## Task instructions
Which lines below contain the word "strap"? Copy each of those lines in full.
——
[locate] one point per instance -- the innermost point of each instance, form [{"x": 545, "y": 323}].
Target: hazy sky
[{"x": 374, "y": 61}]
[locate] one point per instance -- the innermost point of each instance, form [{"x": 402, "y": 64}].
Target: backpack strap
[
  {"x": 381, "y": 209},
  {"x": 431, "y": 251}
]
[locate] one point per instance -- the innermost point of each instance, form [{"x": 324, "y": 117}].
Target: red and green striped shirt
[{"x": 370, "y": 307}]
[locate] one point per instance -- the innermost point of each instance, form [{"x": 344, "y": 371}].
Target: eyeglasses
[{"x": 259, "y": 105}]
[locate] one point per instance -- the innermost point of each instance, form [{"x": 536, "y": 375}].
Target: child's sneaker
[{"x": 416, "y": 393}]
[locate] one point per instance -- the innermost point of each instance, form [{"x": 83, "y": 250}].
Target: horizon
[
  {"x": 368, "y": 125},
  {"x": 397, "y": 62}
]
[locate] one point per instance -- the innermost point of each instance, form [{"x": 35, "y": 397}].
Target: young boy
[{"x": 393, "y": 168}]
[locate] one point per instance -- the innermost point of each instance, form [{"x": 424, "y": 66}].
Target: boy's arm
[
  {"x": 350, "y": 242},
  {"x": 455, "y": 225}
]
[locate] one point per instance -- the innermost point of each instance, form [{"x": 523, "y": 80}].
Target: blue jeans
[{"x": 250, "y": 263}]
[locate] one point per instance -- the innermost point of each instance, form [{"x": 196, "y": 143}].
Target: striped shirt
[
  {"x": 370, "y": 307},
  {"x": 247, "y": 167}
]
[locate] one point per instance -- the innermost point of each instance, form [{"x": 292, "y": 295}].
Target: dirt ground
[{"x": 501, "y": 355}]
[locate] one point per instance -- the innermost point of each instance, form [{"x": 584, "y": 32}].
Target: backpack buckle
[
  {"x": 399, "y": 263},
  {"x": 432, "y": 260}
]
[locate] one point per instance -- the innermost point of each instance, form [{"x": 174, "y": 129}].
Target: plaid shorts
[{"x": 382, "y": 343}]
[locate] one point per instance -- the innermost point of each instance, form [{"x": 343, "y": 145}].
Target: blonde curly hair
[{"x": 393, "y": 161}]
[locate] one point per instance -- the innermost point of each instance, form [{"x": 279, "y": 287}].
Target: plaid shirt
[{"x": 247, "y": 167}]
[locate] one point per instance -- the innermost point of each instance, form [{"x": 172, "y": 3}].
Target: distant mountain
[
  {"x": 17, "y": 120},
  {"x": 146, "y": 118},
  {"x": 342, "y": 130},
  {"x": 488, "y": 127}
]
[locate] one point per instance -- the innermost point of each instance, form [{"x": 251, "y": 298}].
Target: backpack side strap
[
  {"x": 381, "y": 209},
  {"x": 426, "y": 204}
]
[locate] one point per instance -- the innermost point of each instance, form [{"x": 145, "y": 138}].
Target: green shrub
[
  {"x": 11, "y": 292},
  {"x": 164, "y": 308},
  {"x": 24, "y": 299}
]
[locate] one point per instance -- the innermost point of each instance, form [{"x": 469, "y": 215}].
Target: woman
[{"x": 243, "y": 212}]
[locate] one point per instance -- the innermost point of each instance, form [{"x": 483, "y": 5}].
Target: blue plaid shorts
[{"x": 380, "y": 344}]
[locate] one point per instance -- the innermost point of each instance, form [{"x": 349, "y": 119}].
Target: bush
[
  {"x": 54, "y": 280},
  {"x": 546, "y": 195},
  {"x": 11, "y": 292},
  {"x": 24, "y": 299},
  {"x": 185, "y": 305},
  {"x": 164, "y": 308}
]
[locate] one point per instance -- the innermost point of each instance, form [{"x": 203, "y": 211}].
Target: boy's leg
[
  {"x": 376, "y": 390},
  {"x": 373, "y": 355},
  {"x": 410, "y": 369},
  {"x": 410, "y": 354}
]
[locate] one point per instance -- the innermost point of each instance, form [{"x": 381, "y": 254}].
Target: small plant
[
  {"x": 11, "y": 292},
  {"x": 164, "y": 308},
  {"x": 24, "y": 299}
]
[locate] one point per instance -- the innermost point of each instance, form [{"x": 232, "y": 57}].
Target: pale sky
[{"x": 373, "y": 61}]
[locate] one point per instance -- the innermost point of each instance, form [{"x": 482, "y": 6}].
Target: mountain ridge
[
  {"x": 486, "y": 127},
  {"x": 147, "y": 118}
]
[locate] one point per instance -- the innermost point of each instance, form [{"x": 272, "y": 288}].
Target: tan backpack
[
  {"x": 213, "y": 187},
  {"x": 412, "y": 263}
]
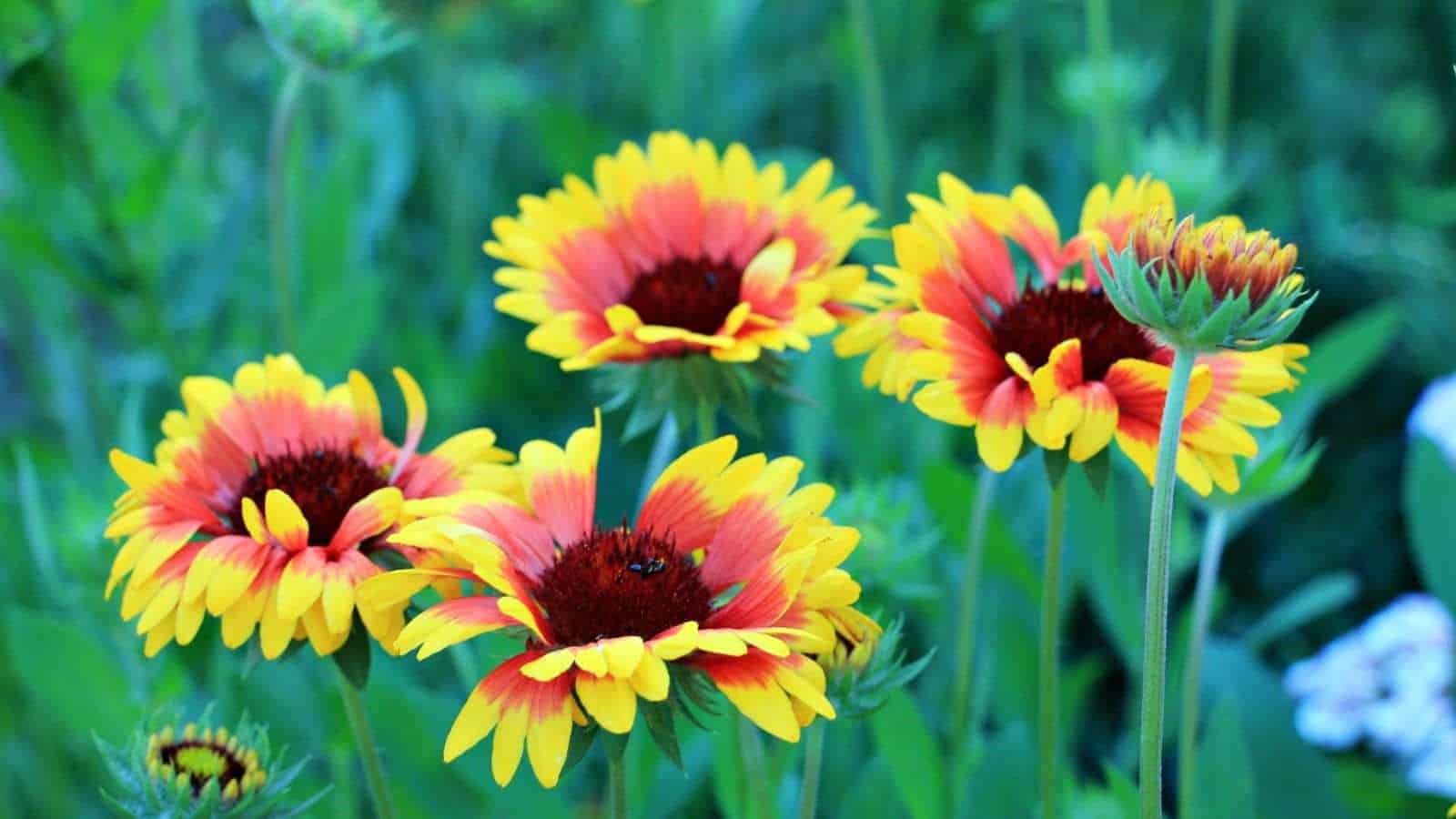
——
## Expected answer
Target: backpack strap
Target: backpack side strap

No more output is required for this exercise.